◆ Problems and tasks
#1 Repeat word for word everything in the forum thread from "Right now, I" down to "things are better???".
#2 In the forum thread, where does jojo's husband work?
#3 Based on the forum thread, answer yes or no to each statement and quote the words that decide it: (a) Pawel says he is done with Warsaw. (b) Jo suggests a twelve-month trial in Spain. (c) Jo's nephew has mastered the language well.

◆ Text passage
>>>
Right now, I dont know where a good place to live would be - in fact when things are bad, as they have been, then very often to only thing to do is nothing and stay put, until the storm passes. That said, maybe you could try a 6 month trial in Spain and see how it goes???? You may hit lucky with work, but if you dont you could go back to Poland with experience, ready for next time when things are better???

Interestingly, I've heard that Poland (apart from the weather) is "up and coming". My nephew is about to marry a girl from Poland and they're planning to live there(altho his ability to master the language is shameful lol), He's hoping to get work fairly quickly when they get there???!!! 

Strange world isnt it, everyone swapping countries in search for their paradise

Jo xxx


----------



## pmrozik (Dec 9, 2009)

Yikes! On the brink of bankruptcy? Sounds bad. But then again it's the hub of the IT industry in Europe, and I'm kind of a geek 

It looks like there is no good place to be I suppose. But still, some places are better than others.

Poland is up and coming, it certainly is, but I'd like to live in a place that's already up there  I think that once the storm passes, it'll be one of the first to boom once again. I could probably move to a small town here, but Warsaw I'm done with. I think I may be getting old as the commotion of big cities tires me. 

So for a change of mood, perhaps you could share all the lovely things Spain has to offer from your point of view jojo.

Thanks.

Pawel




jojo said:


> IRELAND ???? AAAAGGGGGHHH!!! Thats not a very good place right now either. Its on the brink of bankruptsy!
> 
> Spain is a lovely place to live and bring children up, but its not easy to get work. My husband works in the UK and commutes while I kive here with the children.
> 
> ...


----------



## jojo (Sep 20, 2007)

pmrozik said:


> Yikes! On the brink of bankruptcy? Sounds bad. But then again it's the hub of the IT industry in Europe, and I'm kind of a geek
> 
> It looks like there is no good place to be I suppose. But still, some places are better than others.
> 
> ...
<<<
◆ Material shown
>>>
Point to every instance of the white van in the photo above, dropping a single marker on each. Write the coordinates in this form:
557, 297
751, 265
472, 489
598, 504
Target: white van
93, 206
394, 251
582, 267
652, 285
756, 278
<<<
◆ Solutions below
#1
Right now, I dont know where a good place to live would be - in fact when things are bad, as they have been, then very often to only thing to do is nothing and stay put, until the storm passes. That said, maybe you could try a 6 month trial in Spain and see how it goes???? You may hit lucky with work, but if you dont you could go back to Poland with experience, ready for next time when things are better???

#2 He works in the UK and commutes.

#3
(a) Yes: "but Warsaw I'm done with."
(b) No: "maybe you could try a 6 month trial in Spain"
(c) No: "his ability to master the language is shameful"